■ **Extrait**

──────────

Si la composition des écritures védiques remonte jusqu'au berceau de la civilisation des Aryas, on induirait avec vraisemblance que les systèmes de philosophie qui s'y rattachent et qui en invoquent l'autorité sont de beaucoup les plus anciens : en fait, toutefois, leur formation et leur développement se présentent sous un tout autre aspect. Des deux branches réputées orthodoxes de la science et de la spéculation indienne, la plus importante n’a pris sa pleine extension que quand elle fut un moyen de lutte contre les systèmes de philosophie indépendante et leurs conséquences pratiques; or l'antagonisme éclata seulement lorsque ceux-ci eurent ruiné les bases de l'édifice social fondé sur la révélation des Védas et sur l'autorité du sacerdoce brahmanique. Depuis Colebrooke jusqu'aux derniers historiens de la philosophie indienne, dont quelques-uns sont des savants indigènes, il ne s'est produit qu'une seule opinion sur l'ordre chronologique des Darçanas ou systèmes de philosophie au nombre de six tous considèrent le Védânta. en tant que doctrine développée, discutée, faisant école, comme le plus récent des grands systèmes.

Philosophie spéculative par essence, le Védânta fut en germe, dirait-on, dans tous les travaux qui suivirent la rédaction écrite des Védas, surtout dans ceux qui dépassèrent leur interprétation littérale. Vint le moment où l'on essaya de formuler une cosmogonie et une théogonie ayant leurs racines dans les Écritures, où l'on tenta de réduire en théorie les opinions reçues sur le monde, sur l'âme et la destinée humaine, de les compléter par une démonstration : dès lors, selon toute apparence, se produisit un idéalisme panthéistique identique au fond à celui qu'a consacré le système élaboré beaucoup plus tard et désormais connu sous la dénomination de Védânta. ll se forma de bonne heure un mot abstrait pour désigner le travail de la pensée philosophique, Mîmâñsâ, « désir de connaître; » c'est qu'en effet la recherche, la spéculation tenait une très-grande place dans les entretiens des différentes écoles de brahmanes, occupées de science religieuse, et aussi dans les controverses qui ne tardèrent pas à s'élever entre plusieurs écoles.

──────────

■ **But de l'exercice**
Selon l'extrait sur le Védânta, que signifie le mot abstrait Mîmâñsâ ?

──────────

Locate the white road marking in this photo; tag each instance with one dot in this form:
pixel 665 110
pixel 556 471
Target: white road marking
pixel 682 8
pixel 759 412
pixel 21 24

──────────

■ **Résultat attendu**
Il signifie « désir de connaître ».